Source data
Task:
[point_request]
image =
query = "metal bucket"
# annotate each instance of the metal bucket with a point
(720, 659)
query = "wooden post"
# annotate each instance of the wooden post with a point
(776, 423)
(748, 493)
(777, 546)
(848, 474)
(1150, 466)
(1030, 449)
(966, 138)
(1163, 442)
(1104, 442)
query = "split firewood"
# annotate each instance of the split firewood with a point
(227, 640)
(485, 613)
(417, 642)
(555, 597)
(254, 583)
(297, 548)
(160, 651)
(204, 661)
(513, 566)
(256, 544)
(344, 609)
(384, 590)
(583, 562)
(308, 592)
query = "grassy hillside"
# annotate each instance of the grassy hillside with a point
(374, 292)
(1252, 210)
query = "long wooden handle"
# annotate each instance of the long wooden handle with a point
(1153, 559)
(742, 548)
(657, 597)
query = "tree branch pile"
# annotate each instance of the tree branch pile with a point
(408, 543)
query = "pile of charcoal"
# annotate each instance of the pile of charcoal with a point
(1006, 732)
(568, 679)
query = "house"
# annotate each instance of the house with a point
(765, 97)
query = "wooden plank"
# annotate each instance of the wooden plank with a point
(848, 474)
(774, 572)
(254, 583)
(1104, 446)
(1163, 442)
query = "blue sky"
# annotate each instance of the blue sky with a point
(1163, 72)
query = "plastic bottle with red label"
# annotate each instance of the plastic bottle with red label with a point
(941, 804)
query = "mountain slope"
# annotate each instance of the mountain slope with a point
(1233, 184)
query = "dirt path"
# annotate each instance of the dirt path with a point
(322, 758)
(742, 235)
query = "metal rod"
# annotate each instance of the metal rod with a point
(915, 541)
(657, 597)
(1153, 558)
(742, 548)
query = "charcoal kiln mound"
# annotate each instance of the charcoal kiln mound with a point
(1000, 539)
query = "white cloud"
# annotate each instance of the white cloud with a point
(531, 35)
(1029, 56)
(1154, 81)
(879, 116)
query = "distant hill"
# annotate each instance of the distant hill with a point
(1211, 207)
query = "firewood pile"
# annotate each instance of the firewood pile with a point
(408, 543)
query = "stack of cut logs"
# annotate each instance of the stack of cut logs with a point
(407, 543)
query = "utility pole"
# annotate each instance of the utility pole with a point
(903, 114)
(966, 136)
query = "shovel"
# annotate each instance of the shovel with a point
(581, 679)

_Task_. The data above is to be restated line for line, word for word.

_Answer box_.
Task:
[point_request]
image =
query = "metal bucket"
# annotate each instance of the metal bucket with a point
(720, 659)
query = "wooden post"
# annotate each instance of the wooden post with a point
(776, 423)
(748, 493)
(777, 546)
(848, 474)
(1150, 466)
(1030, 449)
(966, 138)
(1163, 442)
(1104, 442)
query = "split firewood"
# annotate each instance of the split firewood with a point
(227, 640)
(485, 613)
(417, 642)
(555, 597)
(254, 583)
(297, 548)
(160, 651)
(204, 661)
(513, 566)
(256, 544)
(344, 609)
(384, 590)
(583, 562)
(308, 592)
query = "grassy hillside"
# annotate each instance of the grassy hillside with a point
(374, 292)
(1252, 210)
query = "long wooden handle"
# annotate each instance of the long wooden handle with a point
(1153, 559)
(742, 548)
(657, 597)
query = "tree branch pile"
# annotate each instance of the tree branch pile with a point
(408, 543)
query = "pile of charcoal"
# annotate each instance of the pile of charcoal with a point
(1006, 732)
(568, 679)
query = "house"
# annotate each instance of the house with a point
(765, 97)
query = "wooden plank"
# annotate each instance of the wooden plank with a point
(848, 474)
(774, 572)
(254, 583)
(1104, 446)
(1163, 442)
query = "blue sky"
# annotate each instance of the blue sky with a point
(1163, 72)
query = "plastic bottle with red label"
# annotate each instance of the plastic bottle with red label with a point
(941, 804)
query = "mountain slope"
# annotate each instance of the mountain slope with a point
(1233, 184)
query = "dirt path"
# annotate each instance of the dirt path with a point
(322, 758)
(742, 235)
query = "metal rod"
# annotate each instance of the metal rod with a point
(915, 541)
(657, 597)
(1153, 558)
(742, 548)
query = "charcoal kiln mound"
# annotate each instance of the charcoal kiln mound with a point
(1000, 539)
query = "white cloud"
# annotate each instance of the white cloud with a point
(531, 35)
(1029, 56)
(1154, 81)
(879, 116)
query = "distant hill"
# annotate each instance of the distant hill with a point
(1211, 207)
query = "firewood pile"
# annotate each instance of the firewood pile with a point
(408, 543)
query = "stack of cut logs"
# annotate each instance of the stack of cut logs with a point
(407, 543)
query = "utility pole"
# annotate each instance of the utility pole with a point
(903, 114)
(966, 136)
query = "shovel"
# annotate each instance of the shovel with a point
(581, 679)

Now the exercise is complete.